Selected extract:
◆ ◆ ◆

For example - I have a customer project where 50kloc of code becomes 200kloc of code after macro expansion - the majority of which is serde generated code, which means that the one crate takes 35-40 seconds to compile. This still results in very fast ser/de code, and is much safer than what I'm about to explain, but it was a little disappointing.

Additionally, by constructing everything "in place", more or less hand-writing "placement new" optimization, we can hopefully use less stack memory when deserializing large values on systems without a heap, where passing "by value" can use a surprising amount more memory than you would expect.

postcard-forth: a preview

The approach I took in my experiment is to start with a type like this:

struct Alpha {
    a: u8,
    b: u16,
    c: u32,
    d: i8,
    e: i16,
    f: i32,
}

And generate a "list" like this:

// macro generated
unsafe impl Deserialize for Alpha {
    const FIELDS: &'static [DeserField] = &[
        DeserField { offset: offset_of!(Alpha, a), func: deser_fields::<u8> },
        DeserField { offset: offset_of!(Alpha, b), func: deser_fields::<u16> },
        DeserField { offset: offset_of!(Alpha, c), func: deser_fields::<u32> },
        DeserField { offset: offset_of!(Alpha, d), func: deser_fields::<i8> },
        DeserField { offset: offset_of!(Alpha, e), func: deser_fields::<i16> },
        DeserField { offset: offset_of!(Alpha, f), func: deser_fields::<i32> },
    ];
}

With this function for doing the deserialization:

unsafe fn deser_fields<D: Deserialize>(
    stream: &mut DeserStream,
    base: NonNull<()>,
) -> Result<(), ()> {
    let fields = D::FIELDS;
    for field in fields {
        let fptr = base.as_ptr().wrapping_byte_add(field.offset);
        let fbase = NonNull::new_unchecked(fptr);
        (field.func)(stream, fbase)?;
    }
    Ok(())

◆ ◆ ◆

Stated goal A:
Answer these from the postcard-forth excerpt:
(i) How many lines of code does the customer project's 50kloc become after macro expansion?
(ii) How long does the one crate take to compile?
(iii) What type does struct Alpha give its field e?
Stated goal B:
Name every field of struct Alpha in the postcard-forth excerpt, each with its type.
Stated goal C:
Reproduce the passage of the postcard-forth excerpt starting at "Additionally, by constructing" and ending at "you would expect.", word for word.
The listing that comes next is separate material, apart from the postcard-forth excerpt.

Provided material:
◆ ◆ ◆

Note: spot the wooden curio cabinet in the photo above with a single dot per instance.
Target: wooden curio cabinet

◆ ◆ ◆

Exercise output A:
(i) 200kloc
(ii) 35-40 seconds
(iii) i16

Exercise output B:
a: u8
b: u16
c: u32
d: i8
e: i16
f: i32

Exercise output C:
Additionally, by constructing everything "in place", more or less hand-writing "placement new" optimization, we can hopefully use less stack memory when deserializing large values on systems without a heap, where passing "by value" can use a surprising amount more memory than you would expect.